§ **Goal**:
Rewrite all the rows below, requests included, but scale each point coordinate in the answers by 2.45 and round it to a whole number, with halves going up. Leave the pictures out.

§ **Records to use**:

- - -

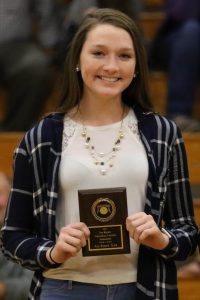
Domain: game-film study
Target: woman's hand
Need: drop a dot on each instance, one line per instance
(144, 230)
(70, 240)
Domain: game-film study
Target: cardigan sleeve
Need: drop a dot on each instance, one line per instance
(178, 215)
(21, 238)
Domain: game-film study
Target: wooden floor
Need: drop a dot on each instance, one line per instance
(189, 289)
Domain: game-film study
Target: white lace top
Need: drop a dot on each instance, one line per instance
(78, 171)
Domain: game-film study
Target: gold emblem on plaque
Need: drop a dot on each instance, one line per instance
(103, 209)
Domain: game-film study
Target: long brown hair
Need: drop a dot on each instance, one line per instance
(137, 91)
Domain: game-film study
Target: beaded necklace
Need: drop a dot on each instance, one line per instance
(104, 161)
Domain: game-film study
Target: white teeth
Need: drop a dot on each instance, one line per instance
(110, 79)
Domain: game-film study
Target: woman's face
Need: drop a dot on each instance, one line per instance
(107, 62)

- - -

§ **Task response**:
Domain: game-film study
Target: woman's hand
Need: drop a dot on each instance, one line per instance
(353, 564)
(172, 588)
Domain: game-film study
Target: cardigan sleeve
Need: drop a dot on each instance, one line per instance
(436, 527)
(51, 583)
Domain: game-film study
Target: wooden floor
Need: drop a dot on each instance, one line per instance
(463, 708)
Domain: game-film study
Target: white lace top
Need: drop a dot on each instance, one line per instance
(191, 419)
Domain: game-film study
Target: gold emblem on plaque
Need: drop a dot on each instance, one line per instance
(252, 512)
Domain: game-film study
Target: long brown hair
Need: drop a dot on each instance, one line per instance
(336, 223)
Domain: game-film study
Target: beaded necklace
Need: drop a dot on each instance, one line per instance
(255, 394)
Domain: game-film study
Target: white teeth
Need: drop a dot on each instance, one line per instance
(270, 194)
Domain: game-film study
Target: woman's face
Need: drop a dot on each instance, one line per instance
(262, 152)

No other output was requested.